__TASK REQUIREMENTS__
Give back each line of the material that contains the word "below".

+++

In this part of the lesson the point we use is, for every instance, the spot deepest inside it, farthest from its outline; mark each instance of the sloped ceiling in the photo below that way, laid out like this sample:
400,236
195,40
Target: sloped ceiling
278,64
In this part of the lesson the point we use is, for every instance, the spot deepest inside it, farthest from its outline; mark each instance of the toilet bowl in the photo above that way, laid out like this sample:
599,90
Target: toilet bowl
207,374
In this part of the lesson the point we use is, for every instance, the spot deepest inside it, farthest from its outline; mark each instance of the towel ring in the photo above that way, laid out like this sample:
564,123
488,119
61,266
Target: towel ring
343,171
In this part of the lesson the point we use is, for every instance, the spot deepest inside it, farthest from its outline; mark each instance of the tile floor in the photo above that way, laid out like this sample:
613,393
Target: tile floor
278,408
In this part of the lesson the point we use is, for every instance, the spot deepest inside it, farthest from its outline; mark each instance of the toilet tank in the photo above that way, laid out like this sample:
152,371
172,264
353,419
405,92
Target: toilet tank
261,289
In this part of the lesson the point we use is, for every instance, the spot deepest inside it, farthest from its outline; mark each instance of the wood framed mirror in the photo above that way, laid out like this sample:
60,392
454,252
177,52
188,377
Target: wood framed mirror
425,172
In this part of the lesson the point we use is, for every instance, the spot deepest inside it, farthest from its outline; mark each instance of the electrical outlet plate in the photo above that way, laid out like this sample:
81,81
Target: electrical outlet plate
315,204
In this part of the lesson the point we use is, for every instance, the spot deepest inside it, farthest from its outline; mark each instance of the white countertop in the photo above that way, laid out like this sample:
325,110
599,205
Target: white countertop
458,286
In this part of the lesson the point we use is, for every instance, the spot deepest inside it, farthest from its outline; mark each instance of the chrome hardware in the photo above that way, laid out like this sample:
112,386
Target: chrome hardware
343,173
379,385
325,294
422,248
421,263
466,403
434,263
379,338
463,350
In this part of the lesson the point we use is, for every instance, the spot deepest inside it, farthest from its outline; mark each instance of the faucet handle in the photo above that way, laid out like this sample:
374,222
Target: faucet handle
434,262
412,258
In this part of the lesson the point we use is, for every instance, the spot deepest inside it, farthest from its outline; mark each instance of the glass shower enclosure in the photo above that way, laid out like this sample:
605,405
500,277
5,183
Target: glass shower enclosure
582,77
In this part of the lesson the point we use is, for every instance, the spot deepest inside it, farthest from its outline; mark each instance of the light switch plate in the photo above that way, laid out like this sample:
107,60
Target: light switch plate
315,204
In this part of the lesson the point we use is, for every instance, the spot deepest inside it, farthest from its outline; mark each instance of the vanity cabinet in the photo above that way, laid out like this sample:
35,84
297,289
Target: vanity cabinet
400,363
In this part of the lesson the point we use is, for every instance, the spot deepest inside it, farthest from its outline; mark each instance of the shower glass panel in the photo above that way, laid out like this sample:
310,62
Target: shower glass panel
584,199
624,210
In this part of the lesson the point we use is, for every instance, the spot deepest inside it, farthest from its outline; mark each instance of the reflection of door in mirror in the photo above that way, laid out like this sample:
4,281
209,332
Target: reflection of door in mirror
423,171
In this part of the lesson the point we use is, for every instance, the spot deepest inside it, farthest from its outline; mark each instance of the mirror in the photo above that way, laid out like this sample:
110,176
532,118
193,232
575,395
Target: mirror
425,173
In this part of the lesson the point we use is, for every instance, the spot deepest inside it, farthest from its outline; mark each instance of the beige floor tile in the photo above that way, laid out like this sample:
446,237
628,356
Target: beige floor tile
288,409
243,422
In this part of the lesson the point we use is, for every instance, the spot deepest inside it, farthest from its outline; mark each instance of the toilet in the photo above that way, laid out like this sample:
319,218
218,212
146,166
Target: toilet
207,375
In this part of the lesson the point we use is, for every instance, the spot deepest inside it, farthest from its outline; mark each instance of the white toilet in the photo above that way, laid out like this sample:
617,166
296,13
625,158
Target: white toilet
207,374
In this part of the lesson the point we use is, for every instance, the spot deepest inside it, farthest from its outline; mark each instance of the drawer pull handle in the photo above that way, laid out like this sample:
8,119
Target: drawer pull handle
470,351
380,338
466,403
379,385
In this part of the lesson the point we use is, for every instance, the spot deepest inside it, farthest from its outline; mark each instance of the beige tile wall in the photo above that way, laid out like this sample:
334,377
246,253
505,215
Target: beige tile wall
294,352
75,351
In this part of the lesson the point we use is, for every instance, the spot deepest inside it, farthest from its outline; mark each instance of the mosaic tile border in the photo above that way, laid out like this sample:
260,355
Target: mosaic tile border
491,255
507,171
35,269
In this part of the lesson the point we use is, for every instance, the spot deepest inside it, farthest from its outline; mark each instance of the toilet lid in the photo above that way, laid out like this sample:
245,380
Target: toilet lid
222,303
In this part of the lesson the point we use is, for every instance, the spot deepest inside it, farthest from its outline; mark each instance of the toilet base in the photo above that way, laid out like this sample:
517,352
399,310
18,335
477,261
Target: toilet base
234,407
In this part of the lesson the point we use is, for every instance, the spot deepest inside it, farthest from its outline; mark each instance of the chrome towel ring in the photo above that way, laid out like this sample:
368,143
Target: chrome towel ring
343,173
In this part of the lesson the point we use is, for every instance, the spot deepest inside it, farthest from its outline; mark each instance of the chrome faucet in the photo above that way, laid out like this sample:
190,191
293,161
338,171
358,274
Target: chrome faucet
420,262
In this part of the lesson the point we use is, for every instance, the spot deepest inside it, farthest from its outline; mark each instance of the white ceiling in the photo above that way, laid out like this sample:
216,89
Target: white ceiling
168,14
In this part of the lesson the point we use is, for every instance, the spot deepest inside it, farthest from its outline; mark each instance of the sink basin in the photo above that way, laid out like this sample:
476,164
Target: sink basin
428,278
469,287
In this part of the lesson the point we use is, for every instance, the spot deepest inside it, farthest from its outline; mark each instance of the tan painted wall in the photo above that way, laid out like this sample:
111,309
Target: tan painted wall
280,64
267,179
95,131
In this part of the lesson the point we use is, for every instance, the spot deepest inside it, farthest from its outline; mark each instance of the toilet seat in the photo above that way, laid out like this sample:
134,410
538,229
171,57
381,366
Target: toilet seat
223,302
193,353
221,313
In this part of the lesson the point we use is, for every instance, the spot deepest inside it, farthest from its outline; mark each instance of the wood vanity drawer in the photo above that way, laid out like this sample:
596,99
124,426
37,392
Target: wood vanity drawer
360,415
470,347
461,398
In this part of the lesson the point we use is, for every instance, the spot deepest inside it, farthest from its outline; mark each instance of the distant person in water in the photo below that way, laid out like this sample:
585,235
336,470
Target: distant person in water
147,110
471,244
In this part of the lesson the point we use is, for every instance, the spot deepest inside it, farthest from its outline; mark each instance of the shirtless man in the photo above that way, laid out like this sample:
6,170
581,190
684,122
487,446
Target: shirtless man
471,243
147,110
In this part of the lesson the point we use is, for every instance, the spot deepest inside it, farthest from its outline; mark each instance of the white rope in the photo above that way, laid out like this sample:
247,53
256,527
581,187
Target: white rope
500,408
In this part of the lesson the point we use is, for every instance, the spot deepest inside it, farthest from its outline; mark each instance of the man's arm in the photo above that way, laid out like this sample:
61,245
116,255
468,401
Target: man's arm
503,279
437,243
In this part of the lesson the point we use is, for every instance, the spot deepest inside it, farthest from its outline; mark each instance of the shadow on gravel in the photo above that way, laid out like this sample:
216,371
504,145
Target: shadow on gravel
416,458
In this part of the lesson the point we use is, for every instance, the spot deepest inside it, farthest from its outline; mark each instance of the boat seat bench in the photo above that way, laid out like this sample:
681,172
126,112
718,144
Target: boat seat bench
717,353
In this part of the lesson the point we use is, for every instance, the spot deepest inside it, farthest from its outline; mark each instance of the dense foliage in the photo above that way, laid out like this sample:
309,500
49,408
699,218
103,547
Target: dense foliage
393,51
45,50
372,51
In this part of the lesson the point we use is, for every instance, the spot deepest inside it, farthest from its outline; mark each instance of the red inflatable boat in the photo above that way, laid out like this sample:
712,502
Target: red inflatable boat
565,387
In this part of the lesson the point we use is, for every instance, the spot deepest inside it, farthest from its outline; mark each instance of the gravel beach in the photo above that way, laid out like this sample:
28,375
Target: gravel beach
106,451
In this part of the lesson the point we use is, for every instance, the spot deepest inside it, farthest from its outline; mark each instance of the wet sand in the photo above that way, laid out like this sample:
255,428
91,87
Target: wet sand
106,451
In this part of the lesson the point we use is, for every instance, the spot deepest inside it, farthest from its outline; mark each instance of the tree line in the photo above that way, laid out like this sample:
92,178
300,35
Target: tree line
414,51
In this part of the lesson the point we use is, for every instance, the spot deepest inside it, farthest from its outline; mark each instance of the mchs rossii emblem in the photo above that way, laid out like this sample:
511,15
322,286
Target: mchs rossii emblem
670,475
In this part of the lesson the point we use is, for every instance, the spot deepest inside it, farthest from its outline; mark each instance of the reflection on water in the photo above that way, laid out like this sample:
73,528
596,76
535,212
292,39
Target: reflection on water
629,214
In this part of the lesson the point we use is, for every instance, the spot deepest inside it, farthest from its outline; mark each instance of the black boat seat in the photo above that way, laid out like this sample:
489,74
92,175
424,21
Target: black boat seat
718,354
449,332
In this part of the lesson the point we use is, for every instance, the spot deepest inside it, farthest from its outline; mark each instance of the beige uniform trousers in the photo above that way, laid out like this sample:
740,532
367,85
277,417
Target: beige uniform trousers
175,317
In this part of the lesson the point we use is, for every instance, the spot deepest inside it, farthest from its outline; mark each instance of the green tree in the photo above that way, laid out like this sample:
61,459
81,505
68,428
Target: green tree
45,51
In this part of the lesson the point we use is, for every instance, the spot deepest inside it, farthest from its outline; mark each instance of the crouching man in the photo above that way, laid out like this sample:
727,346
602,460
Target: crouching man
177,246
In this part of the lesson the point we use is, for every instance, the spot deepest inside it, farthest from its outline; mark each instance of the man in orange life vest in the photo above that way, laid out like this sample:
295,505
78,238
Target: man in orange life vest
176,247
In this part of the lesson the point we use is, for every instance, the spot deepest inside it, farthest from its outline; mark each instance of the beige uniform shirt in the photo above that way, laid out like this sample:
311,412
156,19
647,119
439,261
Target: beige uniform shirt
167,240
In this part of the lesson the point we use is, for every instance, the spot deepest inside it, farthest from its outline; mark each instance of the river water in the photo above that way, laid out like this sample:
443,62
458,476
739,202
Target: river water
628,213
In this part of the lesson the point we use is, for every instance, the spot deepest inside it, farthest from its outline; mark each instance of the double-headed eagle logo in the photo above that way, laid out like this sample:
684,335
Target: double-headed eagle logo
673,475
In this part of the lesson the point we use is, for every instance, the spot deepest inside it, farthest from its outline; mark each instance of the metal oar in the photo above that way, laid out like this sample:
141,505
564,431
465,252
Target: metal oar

+++

__TASK OUTPUT__
In this part of the lesson the point we use is, for every instance, the spot deepest inside it, farthest from its outline; mark each instance of the sloped ceiling in the photo below that way, laid out like this sample:
In this part of the lesson the point we use is, for every instance, the spot deepest inside it, farthest from its outline; mark each instance of the distant person in water in the photo below that way, laid out like this sample:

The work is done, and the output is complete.